-- Task directions --
Select every line of the listing below that contains the word "green", and copy those lines.

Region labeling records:
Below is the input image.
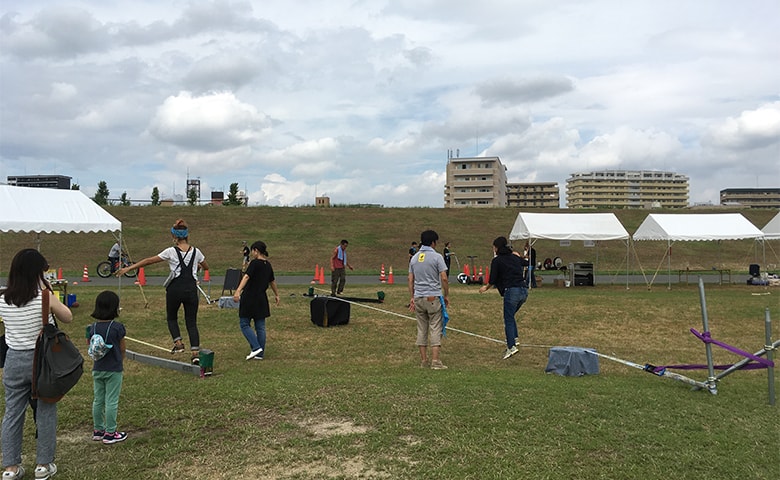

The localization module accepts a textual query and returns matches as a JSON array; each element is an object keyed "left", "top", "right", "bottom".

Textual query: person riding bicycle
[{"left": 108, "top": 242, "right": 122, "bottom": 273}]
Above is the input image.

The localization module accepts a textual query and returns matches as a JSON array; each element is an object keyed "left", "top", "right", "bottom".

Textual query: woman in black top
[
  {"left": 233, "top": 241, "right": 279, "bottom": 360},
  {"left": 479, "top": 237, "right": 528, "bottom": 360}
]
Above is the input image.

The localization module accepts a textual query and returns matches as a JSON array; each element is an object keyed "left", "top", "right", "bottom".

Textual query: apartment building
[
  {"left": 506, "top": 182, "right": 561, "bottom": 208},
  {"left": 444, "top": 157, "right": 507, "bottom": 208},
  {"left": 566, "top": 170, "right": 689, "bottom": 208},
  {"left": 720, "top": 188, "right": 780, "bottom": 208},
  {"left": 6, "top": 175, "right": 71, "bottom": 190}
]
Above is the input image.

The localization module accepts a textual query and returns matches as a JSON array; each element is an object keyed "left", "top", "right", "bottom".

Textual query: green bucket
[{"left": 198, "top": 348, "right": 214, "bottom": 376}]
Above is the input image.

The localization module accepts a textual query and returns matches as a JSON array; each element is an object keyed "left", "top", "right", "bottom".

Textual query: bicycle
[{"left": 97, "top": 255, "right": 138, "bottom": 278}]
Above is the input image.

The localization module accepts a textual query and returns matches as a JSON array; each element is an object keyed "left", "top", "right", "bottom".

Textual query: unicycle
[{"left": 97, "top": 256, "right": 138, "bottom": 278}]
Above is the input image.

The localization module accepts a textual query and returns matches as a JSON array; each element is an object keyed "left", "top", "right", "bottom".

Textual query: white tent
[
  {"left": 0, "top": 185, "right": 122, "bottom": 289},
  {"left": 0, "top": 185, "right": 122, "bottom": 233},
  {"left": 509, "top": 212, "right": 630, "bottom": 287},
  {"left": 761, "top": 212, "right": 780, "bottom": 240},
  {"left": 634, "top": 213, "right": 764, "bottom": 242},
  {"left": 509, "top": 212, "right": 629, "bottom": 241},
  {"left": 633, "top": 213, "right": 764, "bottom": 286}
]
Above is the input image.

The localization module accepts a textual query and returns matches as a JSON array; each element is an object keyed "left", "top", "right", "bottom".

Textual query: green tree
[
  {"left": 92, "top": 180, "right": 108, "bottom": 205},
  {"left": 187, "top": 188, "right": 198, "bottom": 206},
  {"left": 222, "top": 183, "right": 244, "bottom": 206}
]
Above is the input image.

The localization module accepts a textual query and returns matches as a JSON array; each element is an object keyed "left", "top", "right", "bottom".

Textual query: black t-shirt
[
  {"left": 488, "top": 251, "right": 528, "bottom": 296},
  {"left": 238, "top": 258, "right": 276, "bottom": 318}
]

-- Task answer --
Textual query: green bucket
Textual query: green tree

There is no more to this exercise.